* Begin Exercise materials *
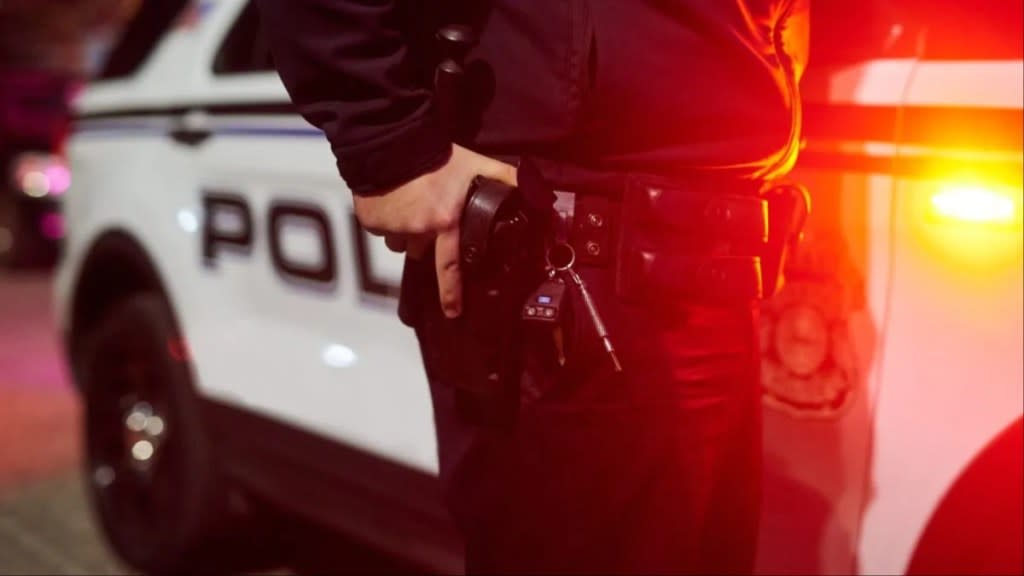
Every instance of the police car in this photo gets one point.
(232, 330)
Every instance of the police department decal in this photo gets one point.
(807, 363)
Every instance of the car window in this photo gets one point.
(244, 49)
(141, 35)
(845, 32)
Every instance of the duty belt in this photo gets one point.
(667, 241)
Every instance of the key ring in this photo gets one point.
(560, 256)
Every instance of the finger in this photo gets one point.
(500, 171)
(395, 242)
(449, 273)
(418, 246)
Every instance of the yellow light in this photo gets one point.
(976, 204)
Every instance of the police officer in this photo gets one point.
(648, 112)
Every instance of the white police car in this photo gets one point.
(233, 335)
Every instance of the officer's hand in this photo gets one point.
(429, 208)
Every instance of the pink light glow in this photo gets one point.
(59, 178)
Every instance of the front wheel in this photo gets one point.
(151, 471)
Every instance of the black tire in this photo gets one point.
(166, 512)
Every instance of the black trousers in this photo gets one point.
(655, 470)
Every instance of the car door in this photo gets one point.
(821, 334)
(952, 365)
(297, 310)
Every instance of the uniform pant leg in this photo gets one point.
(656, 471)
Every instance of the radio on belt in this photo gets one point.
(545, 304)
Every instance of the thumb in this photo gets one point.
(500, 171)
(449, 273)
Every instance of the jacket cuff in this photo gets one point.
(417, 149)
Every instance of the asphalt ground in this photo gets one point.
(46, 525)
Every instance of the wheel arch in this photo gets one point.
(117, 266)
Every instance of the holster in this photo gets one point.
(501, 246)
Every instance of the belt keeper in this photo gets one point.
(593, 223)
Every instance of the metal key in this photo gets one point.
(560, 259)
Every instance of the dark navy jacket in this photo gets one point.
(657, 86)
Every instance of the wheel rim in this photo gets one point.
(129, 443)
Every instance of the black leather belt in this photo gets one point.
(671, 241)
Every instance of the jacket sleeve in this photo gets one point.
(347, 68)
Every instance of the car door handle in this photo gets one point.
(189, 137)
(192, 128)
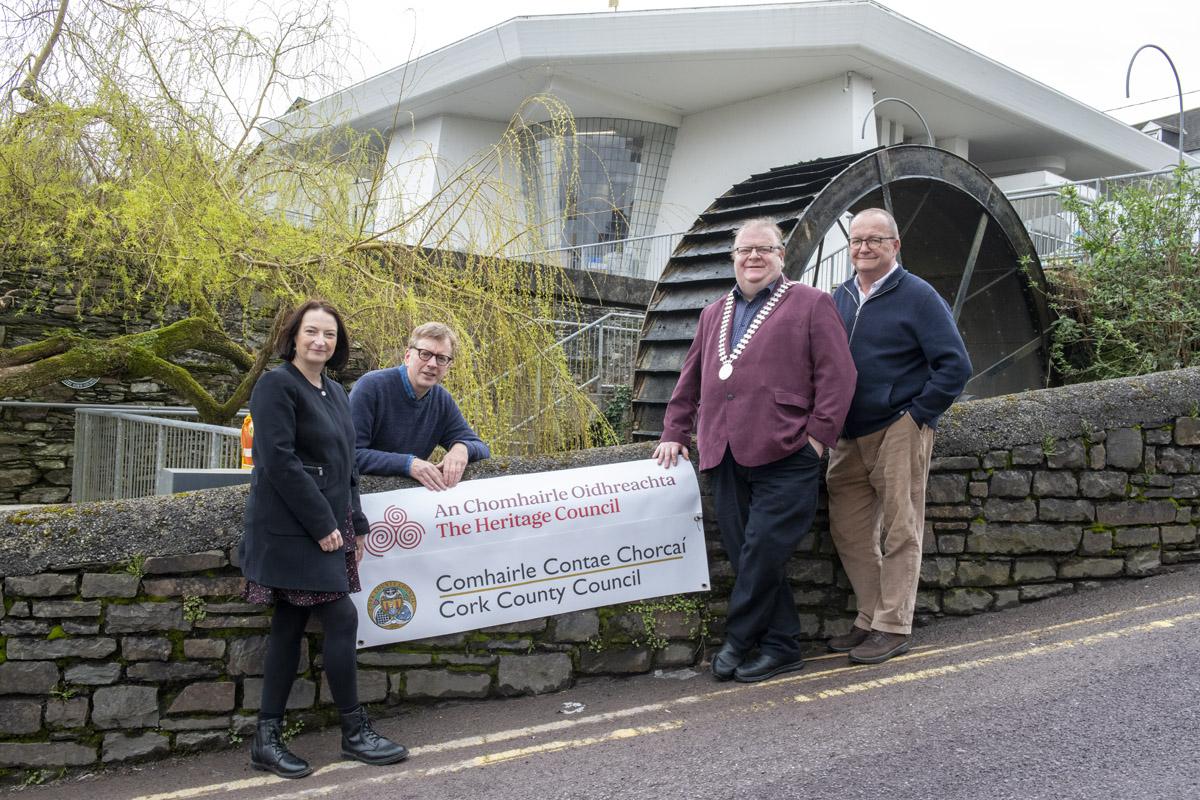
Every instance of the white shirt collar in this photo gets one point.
* End Exercise materials *
* Begin Exercise materials *
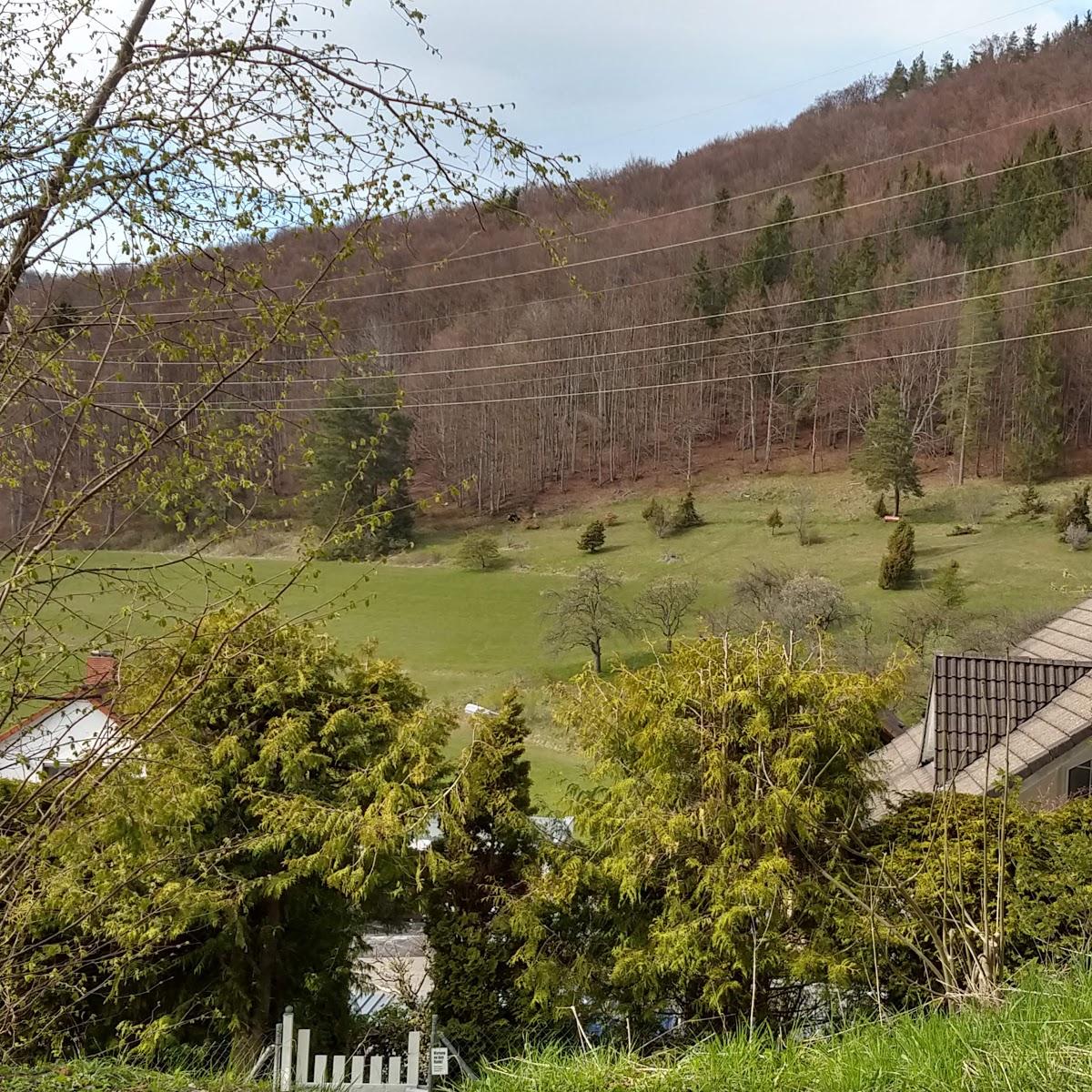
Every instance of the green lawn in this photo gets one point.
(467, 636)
* End Exercise materials *
Please tally the lines in the records that contain the string "officer", treating case as significant, and give only the number.

2